Prompt —
Render every line of the material below as a Markdown table with the columns "No." and "Line," giving each line its row number and leaving out blank lines.

################

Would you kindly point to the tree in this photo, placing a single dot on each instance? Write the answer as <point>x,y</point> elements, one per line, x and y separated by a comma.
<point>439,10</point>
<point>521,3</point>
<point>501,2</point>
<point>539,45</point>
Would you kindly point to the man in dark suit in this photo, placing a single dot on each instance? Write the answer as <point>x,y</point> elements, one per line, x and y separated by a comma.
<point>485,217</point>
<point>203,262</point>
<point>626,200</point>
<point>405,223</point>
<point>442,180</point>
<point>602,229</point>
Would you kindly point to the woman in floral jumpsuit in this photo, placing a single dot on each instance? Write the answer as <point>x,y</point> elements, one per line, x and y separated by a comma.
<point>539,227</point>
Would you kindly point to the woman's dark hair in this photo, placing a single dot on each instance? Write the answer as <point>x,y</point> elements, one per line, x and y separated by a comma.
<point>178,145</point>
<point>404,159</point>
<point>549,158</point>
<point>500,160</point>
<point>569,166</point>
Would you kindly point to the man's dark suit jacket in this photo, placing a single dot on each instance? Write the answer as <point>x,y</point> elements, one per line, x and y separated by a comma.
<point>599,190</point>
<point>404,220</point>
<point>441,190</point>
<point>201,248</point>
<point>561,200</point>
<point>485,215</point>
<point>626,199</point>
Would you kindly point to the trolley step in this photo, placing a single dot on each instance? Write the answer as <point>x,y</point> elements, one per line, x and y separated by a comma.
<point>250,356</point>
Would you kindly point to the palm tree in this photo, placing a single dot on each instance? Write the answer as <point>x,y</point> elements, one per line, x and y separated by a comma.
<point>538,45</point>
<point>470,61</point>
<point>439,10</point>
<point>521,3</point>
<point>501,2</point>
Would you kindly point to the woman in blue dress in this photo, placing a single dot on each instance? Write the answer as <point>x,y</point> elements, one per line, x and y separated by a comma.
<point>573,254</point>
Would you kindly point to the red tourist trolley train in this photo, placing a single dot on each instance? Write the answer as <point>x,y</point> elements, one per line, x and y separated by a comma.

################

Response to the task —
| No. | Line |
|---|---|
| 1 | Would you kindly point to the tree in this photo, placing a single dot on each instance? Write the answer as <point>x,y</point> elements, one per line, x and y separated by a comma. |
| 2 | <point>439,10</point> |
| 3 | <point>521,3</point> |
| 4 | <point>501,2</point> |
| 5 | <point>539,45</point> |
| 6 | Would you kindly point to the man in dark suit in this photo, placing a single dot on each instance? Write the answer as <point>x,y</point> elements, one per line, x and y separated by a comma. |
| 7 | <point>485,217</point> |
| 8 | <point>203,262</point> |
| 9 | <point>626,200</point> |
| 10 | <point>405,223</point> |
| 11 | <point>442,180</point> |
| 12 | <point>602,229</point> |
| 13 | Would you kindly point to the woman in floral jumpsuit in this photo, placing a single dot on each instance? Write the answer as <point>x,y</point> elements, one per line, x and y separated by a comma. |
| 14 | <point>539,227</point> |
| 15 | Would you kindly point to the woman's dark hair in this photo, placing a single dot on each instance? Write the answer as <point>x,y</point> elements, one per line, x and y separated by a comma. |
| 16 | <point>178,145</point> |
| 17 | <point>404,159</point> |
| 18 | <point>549,158</point> |
| 19 | <point>500,160</point> |
| 20 | <point>569,166</point> |
| 21 | Would you kindly point to the man's dark suit jacket in this photo, placing a single dot on each instance? Write the answer as <point>x,y</point> elements, one per line, x and y separated by a comma. |
| 22 | <point>599,190</point> |
| 23 | <point>404,220</point> |
| 24 | <point>441,190</point> |
| 25 | <point>201,248</point> |
| 26 | <point>561,200</point> |
| 27 | <point>485,215</point> |
| 28 | <point>626,199</point> |
| 29 | Would you kindly point to the trolley step in this photo, placing a single dot on each instance? Write the answer as <point>x,y</point> elements, one per line, x and y separated by a comma. |
| 30 | <point>250,356</point> |
| 31 | Would you kindly point to the palm tree in this photo, placing a single dot on each instance? Write the answer as <point>x,y</point> elements, one per line, x and y separated by a comma. |
| 32 | <point>538,45</point> |
| 33 | <point>470,61</point> |
| 34 | <point>439,10</point> |
| 35 | <point>521,3</point> |
| 36 | <point>501,2</point> |
| 37 | Would you kindly point to the woman in blue dress in this photo, placing a single dot on each instance? Write the answer as <point>x,y</point> elements, one per line, x and y separated by a comma. |
| 38 | <point>573,254</point> |
| 39 | Would you kindly point to the red tourist trolley train in this photo, placing a single dot on each instance? Write the answer as <point>x,y</point> elements, one per line, x and y separated by a comma. |